WYMAGANIA ZADAŃ
1: Wypisz wszystkie grupy ludzi wymienione w tekście o drogach i terenach przemysłowych.
2: Zredaguj fragment tekstu o drogach i terenach przemysłowych między „A inwestorzy deweloperzy” a „taniej i normalniej.” włącznie, zamieniając „zające” na „sarny”.

A inwestorzy deweloperzy z zewnątrz są blokowani przez urzędasów którzy wolą drogi budować na łąkach i nazwać to terenami przemysłowymi, po których latami biegają zające, niż wybudować drogę w mieście i ułatwić deweloperowi z zewnątrz zrealizowanie inwestycji.Jak mieszkańcy po latach doproszą się realizacji drogi, to urzędasy dowalają takie opłaty adiacenckie, że kapcie spadają. Łąka opłaty nie ponosi, ale to... \"teren przemysłowy\"... ładnie brzmi i w propagandzie ładnie wygląda.
Jak pokazuje przykład Szumowa przemysł i tak woli gminy, bo tam jest po prostu taniej i normalniej.

DOSTARCZONY MATERIAŁ
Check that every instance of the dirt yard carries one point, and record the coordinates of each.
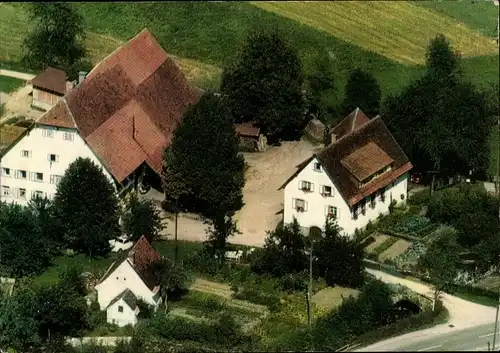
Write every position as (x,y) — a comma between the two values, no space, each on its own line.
(331,297)
(263,202)
(18,104)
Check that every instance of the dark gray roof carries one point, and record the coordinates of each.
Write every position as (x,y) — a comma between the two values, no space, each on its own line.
(128,297)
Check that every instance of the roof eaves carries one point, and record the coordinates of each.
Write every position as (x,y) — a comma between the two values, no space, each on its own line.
(300,167)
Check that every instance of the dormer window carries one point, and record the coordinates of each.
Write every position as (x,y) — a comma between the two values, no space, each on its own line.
(306,186)
(326,191)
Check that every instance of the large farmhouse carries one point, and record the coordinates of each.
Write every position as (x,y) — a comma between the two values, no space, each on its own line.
(361,170)
(121,116)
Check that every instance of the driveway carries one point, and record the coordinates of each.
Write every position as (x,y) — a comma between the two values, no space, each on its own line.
(466,320)
(263,203)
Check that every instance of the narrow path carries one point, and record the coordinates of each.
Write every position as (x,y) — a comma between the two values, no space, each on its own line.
(16,74)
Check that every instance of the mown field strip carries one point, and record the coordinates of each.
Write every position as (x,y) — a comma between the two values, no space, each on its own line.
(398,30)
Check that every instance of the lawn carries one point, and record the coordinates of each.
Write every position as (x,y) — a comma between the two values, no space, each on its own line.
(10,84)
(398,30)
(60,263)
(478,15)
(332,297)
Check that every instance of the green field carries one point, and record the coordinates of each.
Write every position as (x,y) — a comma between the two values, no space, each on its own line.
(397,30)
(205,36)
(9,84)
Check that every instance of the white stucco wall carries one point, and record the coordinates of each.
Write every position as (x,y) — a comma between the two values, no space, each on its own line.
(114,316)
(317,204)
(123,277)
(41,142)
(316,208)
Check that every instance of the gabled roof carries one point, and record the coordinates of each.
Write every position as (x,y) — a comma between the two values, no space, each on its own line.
(128,106)
(128,297)
(51,79)
(350,123)
(142,256)
(372,133)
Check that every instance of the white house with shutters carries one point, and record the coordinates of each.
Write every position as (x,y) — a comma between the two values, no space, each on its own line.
(354,178)
(34,164)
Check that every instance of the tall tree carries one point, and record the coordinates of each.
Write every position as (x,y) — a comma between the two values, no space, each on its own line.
(57,37)
(204,153)
(141,218)
(362,90)
(339,259)
(442,122)
(86,208)
(265,85)
(441,261)
(284,251)
(24,250)
(321,88)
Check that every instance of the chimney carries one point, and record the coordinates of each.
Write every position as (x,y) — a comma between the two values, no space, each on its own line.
(81,76)
(333,138)
(327,137)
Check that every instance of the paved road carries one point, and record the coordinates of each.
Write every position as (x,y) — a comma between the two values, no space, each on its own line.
(437,340)
(469,327)
(16,74)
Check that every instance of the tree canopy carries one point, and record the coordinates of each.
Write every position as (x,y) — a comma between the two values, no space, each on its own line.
(57,37)
(441,121)
(339,259)
(24,250)
(203,164)
(86,208)
(441,260)
(265,86)
(362,91)
(141,218)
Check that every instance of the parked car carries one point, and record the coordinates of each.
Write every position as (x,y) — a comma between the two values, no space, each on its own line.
(121,243)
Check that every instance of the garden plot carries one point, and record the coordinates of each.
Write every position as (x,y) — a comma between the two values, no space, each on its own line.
(396,249)
(379,239)
(332,297)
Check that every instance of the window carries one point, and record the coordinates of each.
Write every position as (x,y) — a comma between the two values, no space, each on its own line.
(331,211)
(37,194)
(306,186)
(327,190)
(53,158)
(382,194)
(21,174)
(300,205)
(48,133)
(5,190)
(55,179)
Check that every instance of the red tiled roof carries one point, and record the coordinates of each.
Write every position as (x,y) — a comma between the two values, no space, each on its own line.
(366,161)
(129,105)
(58,115)
(247,129)
(52,80)
(142,256)
(373,132)
(350,123)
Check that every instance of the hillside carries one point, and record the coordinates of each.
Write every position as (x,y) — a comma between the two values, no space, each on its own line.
(389,39)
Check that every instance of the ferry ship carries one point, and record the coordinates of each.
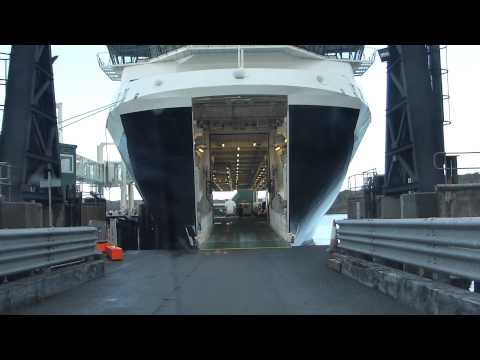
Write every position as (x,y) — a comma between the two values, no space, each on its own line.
(189,120)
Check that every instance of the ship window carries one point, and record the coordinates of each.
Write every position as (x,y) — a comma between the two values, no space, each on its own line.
(66,163)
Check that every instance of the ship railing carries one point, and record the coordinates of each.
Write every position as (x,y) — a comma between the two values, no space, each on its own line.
(107,66)
(366,60)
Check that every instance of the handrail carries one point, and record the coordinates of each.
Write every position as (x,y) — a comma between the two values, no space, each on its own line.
(23,250)
(446,245)
(443,167)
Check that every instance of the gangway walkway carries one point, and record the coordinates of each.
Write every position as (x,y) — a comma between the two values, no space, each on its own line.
(262,281)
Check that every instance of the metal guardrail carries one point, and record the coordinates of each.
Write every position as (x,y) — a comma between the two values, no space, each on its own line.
(446,245)
(23,250)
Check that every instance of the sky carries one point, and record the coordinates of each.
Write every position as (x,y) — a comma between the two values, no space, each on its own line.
(81,86)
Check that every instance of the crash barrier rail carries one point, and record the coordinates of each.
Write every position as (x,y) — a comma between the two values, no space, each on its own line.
(23,250)
(445,245)
(449,162)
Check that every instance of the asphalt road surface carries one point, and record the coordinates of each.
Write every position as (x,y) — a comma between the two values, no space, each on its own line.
(261,281)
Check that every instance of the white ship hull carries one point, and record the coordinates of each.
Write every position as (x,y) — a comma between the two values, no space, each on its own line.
(308,82)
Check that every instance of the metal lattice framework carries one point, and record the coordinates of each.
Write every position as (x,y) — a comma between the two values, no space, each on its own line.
(29,140)
(414,130)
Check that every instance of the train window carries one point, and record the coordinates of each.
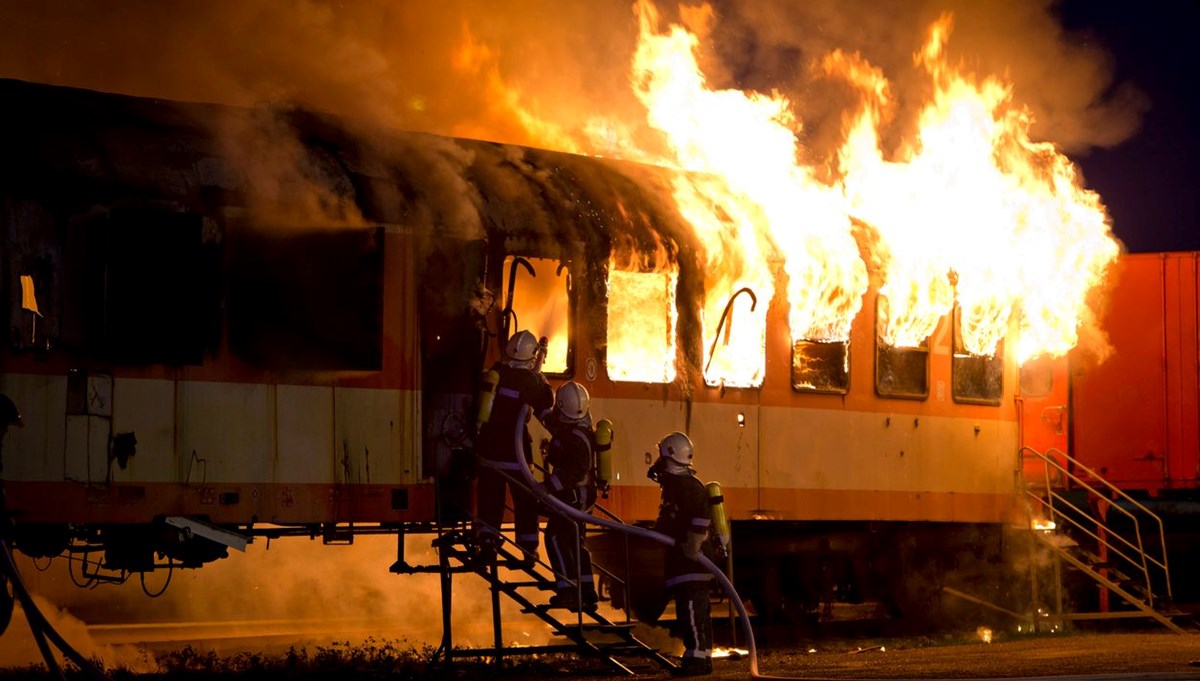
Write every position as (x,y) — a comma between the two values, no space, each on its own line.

ODPOWIEDZI DO ZADAŃ
1: inwestorzy, deweloperzy, urzędasy, mieszkańcy

2:
A inwestorzy deweloperzy z zewnątrz są blokowani przez urzędasów którzy wolą drogi budować na łąkach i nazwać to terenami przemysłowymi, po których latami biegają sarny, niż wybudować drogę w mieście i ułatwić deweloperowi z zewnątrz zrealizowanie inwestycji.Jak mieszkańcy po latach doproszą się realizacji drogi, to urzędasy dowalają takie opłaty adiacenckie, że kapcie spadają. Łąka opłaty nie ponosi, ale to... \"teren przemysłowy\"... ładnie brzmi i w propagandzie ładnie wygląda.
Jak pokazuje przykład Szumowa przemysł i tak woli gminy, bo tam jest po prostu taniej i normalniej.